** Dataset records **
= = = = = = =

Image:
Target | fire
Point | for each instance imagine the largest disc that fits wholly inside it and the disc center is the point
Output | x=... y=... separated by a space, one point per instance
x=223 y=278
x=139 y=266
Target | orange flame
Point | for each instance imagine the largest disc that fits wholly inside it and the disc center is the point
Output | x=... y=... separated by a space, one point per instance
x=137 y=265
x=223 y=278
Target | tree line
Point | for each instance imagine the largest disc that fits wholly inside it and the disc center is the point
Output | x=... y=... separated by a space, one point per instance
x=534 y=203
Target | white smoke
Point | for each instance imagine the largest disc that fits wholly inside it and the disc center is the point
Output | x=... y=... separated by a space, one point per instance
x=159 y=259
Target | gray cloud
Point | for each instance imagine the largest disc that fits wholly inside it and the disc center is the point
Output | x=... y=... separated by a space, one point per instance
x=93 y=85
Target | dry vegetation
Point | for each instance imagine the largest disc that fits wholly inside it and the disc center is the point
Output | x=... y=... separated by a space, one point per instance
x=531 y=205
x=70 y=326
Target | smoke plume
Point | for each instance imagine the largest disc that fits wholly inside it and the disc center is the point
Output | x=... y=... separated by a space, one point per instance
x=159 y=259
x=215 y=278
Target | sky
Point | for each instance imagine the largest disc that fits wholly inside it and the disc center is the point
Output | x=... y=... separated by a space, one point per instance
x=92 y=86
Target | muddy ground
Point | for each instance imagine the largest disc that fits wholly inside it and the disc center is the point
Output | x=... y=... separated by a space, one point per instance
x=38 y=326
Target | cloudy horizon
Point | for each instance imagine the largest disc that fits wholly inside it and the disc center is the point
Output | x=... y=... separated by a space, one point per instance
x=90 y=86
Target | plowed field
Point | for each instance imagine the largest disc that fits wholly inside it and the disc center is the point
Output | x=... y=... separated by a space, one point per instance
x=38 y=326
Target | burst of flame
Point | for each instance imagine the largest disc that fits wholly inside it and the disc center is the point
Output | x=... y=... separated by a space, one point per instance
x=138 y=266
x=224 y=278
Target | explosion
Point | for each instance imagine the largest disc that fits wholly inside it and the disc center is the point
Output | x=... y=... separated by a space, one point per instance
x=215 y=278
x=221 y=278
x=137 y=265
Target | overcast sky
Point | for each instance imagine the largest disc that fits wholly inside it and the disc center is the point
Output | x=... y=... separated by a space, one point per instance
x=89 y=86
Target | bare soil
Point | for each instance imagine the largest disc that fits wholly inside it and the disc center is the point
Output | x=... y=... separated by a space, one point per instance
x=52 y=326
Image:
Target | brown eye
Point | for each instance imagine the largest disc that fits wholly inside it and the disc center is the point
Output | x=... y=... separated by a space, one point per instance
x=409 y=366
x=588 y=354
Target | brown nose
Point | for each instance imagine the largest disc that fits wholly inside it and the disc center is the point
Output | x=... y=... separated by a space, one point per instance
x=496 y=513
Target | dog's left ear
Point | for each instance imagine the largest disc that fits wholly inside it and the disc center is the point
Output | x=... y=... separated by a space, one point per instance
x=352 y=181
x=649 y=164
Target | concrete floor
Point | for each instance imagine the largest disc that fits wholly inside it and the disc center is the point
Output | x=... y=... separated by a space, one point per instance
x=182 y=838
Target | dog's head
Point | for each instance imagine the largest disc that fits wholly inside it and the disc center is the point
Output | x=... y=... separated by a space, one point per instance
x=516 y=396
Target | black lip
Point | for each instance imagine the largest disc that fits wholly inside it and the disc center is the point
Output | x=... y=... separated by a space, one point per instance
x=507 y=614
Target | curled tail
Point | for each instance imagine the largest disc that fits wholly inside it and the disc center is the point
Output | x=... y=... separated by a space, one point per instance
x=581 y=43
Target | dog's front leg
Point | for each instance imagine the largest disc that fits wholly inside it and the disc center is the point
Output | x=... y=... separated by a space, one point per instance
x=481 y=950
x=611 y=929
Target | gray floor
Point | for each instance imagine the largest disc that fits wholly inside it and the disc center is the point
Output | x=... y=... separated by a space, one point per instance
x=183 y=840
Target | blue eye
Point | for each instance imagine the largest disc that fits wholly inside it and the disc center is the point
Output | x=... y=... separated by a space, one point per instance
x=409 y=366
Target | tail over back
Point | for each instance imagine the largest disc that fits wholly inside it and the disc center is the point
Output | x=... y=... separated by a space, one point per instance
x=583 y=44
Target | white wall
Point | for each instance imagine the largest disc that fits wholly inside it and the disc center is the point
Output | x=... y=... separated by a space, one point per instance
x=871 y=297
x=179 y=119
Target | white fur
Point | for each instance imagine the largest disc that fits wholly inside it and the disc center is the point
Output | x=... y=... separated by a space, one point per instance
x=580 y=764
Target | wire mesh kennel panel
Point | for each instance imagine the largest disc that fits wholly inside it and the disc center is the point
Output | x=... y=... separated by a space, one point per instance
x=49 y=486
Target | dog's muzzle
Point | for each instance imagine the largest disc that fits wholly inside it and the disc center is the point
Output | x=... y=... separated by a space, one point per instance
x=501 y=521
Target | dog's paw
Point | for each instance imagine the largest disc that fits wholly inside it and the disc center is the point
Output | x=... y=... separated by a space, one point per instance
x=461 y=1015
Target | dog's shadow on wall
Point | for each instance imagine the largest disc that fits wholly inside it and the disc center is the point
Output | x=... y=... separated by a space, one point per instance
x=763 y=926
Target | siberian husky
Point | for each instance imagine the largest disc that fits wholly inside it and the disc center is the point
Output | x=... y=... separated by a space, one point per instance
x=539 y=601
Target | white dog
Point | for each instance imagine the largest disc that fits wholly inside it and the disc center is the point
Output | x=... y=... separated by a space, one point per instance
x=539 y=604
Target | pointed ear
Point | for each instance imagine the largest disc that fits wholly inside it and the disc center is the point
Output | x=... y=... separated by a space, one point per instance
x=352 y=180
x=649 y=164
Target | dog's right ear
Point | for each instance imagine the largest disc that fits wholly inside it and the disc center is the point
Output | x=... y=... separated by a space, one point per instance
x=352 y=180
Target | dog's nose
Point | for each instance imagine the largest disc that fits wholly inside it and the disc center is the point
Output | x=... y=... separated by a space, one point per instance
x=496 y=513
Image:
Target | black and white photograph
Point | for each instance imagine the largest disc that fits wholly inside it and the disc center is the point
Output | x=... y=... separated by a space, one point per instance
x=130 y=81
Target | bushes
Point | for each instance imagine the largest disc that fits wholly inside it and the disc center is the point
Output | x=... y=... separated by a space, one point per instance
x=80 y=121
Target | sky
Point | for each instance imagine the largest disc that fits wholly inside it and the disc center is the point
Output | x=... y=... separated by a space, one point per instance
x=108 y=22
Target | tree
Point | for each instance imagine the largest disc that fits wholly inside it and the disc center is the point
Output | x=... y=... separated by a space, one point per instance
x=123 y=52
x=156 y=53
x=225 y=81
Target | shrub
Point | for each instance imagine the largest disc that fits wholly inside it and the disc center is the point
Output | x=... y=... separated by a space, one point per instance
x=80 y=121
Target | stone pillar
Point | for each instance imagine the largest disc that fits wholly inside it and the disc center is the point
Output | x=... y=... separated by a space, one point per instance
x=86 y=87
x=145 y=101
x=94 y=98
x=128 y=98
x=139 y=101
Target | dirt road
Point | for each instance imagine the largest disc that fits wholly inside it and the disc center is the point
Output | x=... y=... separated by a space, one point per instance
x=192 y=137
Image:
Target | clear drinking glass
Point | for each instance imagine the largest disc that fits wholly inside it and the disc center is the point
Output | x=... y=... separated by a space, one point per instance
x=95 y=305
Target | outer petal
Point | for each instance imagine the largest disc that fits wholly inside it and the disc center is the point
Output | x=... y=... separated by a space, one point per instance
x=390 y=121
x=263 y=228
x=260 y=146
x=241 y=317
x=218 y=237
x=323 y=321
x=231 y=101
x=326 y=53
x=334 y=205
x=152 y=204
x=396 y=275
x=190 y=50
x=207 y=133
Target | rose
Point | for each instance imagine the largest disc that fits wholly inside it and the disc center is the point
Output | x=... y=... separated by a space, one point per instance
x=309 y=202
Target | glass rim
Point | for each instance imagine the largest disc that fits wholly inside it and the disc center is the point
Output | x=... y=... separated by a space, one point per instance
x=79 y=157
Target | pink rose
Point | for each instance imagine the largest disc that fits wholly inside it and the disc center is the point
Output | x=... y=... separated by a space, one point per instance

= = = = = = =

** WHAT TO PRODUCE **
Reproduce the lines starting with the line containing "Target | overcast sky" and ending after the line containing "x=588 y=354", requests included, with 71 added to every coordinate in the answers.

** TASK RESPONSE **
Target | overcast sky
Point | for each instance imagine the largest disc that fits wholly inside it and the disc center is the point
Output | x=... y=... separated by a space, one point per instance
x=160 y=157
Target | bare soil
Point | for each instance imagine the largest disc that fits wholly inside it and the disc center is the point
Output | x=... y=... separated by a space, one point per instance
x=123 y=397
Image:
Target | brown eye
Point | for each instance imagine the largest disc that fits wholly inside it and the disc center is the point
Output | x=... y=... separated by a space, one point per instance
x=480 y=437
x=659 y=425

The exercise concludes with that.